INPUT DATA

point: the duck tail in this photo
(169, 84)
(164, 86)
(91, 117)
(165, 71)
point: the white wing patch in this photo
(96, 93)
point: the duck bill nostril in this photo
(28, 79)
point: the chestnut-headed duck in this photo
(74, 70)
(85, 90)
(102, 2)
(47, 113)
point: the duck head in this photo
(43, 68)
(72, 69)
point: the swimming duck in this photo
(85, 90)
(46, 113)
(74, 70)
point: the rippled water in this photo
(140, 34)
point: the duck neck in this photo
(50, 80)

TASK REQUIREMENTS
Rewrite the records above, substituting "bird" for every occurrence of "duck" and leaving all other text unchanged.

RESULT OF THIS TASK
point: the bird tail in this photo
(169, 84)
(164, 86)
(91, 117)
(165, 71)
point: the white wing patch in this photo
(96, 93)
point: the bird bill nostril in this photo
(28, 79)
point: the chestnut-headed bird in this photo
(74, 70)
(85, 90)
(102, 2)
(47, 113)
point: the bird head in this photo
(43, 68)
(72, 69)
point: the swimming bird in this photo
(85, 90)
(46, 113)
(74, 70)
point: the rippled water in this photo
(140, 34)
point: the bird neck in this photo
(50, 80)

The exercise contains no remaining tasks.